(Data lines):

● ● ● ● ● ● ●

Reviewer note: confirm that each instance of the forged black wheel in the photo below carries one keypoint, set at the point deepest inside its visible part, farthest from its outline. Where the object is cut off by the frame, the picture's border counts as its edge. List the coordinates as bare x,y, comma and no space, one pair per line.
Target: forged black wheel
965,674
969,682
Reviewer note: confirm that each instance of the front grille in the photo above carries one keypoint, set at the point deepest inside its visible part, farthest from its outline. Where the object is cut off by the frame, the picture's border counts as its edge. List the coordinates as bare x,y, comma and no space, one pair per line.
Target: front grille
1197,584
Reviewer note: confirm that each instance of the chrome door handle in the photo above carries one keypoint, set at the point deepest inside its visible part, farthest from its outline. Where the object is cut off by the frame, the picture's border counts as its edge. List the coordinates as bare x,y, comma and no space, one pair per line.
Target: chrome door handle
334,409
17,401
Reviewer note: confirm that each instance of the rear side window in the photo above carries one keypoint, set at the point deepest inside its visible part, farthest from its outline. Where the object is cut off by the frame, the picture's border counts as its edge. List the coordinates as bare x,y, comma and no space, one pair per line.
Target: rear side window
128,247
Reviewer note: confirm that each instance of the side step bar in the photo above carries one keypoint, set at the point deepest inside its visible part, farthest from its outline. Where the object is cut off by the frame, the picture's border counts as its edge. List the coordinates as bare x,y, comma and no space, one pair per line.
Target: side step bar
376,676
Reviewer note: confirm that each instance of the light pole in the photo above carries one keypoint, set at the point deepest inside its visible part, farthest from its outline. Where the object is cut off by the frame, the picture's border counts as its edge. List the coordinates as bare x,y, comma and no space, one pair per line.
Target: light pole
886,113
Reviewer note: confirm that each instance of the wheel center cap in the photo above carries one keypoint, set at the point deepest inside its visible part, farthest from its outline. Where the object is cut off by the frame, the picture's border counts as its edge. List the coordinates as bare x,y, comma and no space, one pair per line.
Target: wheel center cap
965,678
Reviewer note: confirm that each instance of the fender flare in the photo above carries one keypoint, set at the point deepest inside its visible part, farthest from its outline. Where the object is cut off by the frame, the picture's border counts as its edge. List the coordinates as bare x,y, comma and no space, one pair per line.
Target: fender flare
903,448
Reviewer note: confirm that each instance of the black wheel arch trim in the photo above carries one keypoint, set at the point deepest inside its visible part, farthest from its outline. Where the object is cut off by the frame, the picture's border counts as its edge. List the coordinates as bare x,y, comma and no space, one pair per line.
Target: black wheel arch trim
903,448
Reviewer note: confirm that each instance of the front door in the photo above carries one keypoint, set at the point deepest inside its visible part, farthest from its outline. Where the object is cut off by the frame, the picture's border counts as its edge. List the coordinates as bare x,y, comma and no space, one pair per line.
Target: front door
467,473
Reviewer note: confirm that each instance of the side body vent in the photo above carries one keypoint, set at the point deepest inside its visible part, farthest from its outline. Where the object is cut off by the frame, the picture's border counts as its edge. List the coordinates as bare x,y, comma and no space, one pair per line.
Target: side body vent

● ● ● ● ● ● ●

Reproduce all of the entries above word for word, without changing or leaving out anything.

(Answer to the exercise):
Reviewer note: confirm that each instance of the forged black wheel in the photo below carries one keypoint, set at the point deepest inside its visible part, farthest from its outline. Where the object is cut off by the frame, the picture's border counts as its edge. List the coordinates as bare x,y, comma and no space, one pair per line.
Target: forged black wheel
965,674
969,682
Reviewer note: confirm that each instance of the front grille in the photo above carries one keypoint, set at the point deepest inside its visible part, farthest from its outline. Where the object is cut off by the frame, the picture's border counts as its edge. List the coordinates as bare x,y, comma and no space, one pair per line.
Target: front grille
1197,584
Reviewer note: confirm that each instance of the chrome door handle in the photo above carries one keypoint, set at the point deepest inside its visible part, farthest from its outline. Where the object is cut off by the frame, the picture's border counts as its edge. List the coordinates as bare x,y, comma and no space, one pair per line.
Target: chrome door handle
334,409
17,401
Reviewer note: confirm that each instance of the rear side window in the photo above carries one keypoint, set at the point deepest inside its visible part, farthest from its outline. Where the object is cut off by the frame, the picture's border counts as its edge. List the coordinates as bare x,y, comma and no space, one pair per line.
Target: rear side window
128,247
Reviewer note: confirm that each instance of the side step bar in the photo above carries one keypoint, set at the point deepest inside its visible part, farthest from its outline. Where the object is cut off by the frame, the picture's border counts as its edge. List the coordinates as bare x,y, comma and no space, one pair per line.
Target: side step bar
376,676
Reviewer note: confirm that each instance of the light pole in the photo above carries one keypoint, set at the point deepest inside its visible part, farthest from its outline. Where the object is cut off by the frame, the picture's border counts as its edge. List the coordinates as bare x,y, comma and no space, one pair per line.
Target: light pole
886,113
Reviewer note: confirm that each instance of the wheel center cap in the photo above carries one keypoint, set at the point deepest inside its visible part, farthest from its outline. Where the object is cut off by the frame, the picture's border counts as its edge. List the coordinates as bare x,y, comma and no space, one pair per line.
Target: wheel center cap
965,678
Reviewer note: confirm that each instance of the fender flare in the photo above carries one keypoint, set at the point deepest inside its visible part, farthest from its outline. Where the object is cut off by the frame, the picture's border counts as its edge. List the coordinates as bare x,y, comma and no space, one pair per line.
Target: fender flare
903,448
Reviewer note: confirm that each instance of the black wheel arch trim in the photo above carries one keypoint, set at the point deepest inside its visible part, farthest from its outline. Where the object is cut off by the frame, the picture's border counts as its edge. List the coordinates as bare x,y, comma and no space, one pair per line.
Target: black wheel arch trim
903,448
Reviewer note: confirm that each instance of the front door in the photo above carries one keypoint, set at the point deepest inside its visible part, farthest from its outline. Where the object is cut off by the frame, the picture's border counts as its edge. List the coordinates as bare x,y, comma and no space, one pair per line.
Target: front door
467,473
Reviewer note: confirm that each instance of the side body vent in the photo above carries one keypoint, set at the point deepest inside its visible part, farthest from its outline. Where the object is cut off by the frame, the picture's border counts as its edge. List the coordinates as bare x,y, comma and no space, one pair per line.
Target: side body vent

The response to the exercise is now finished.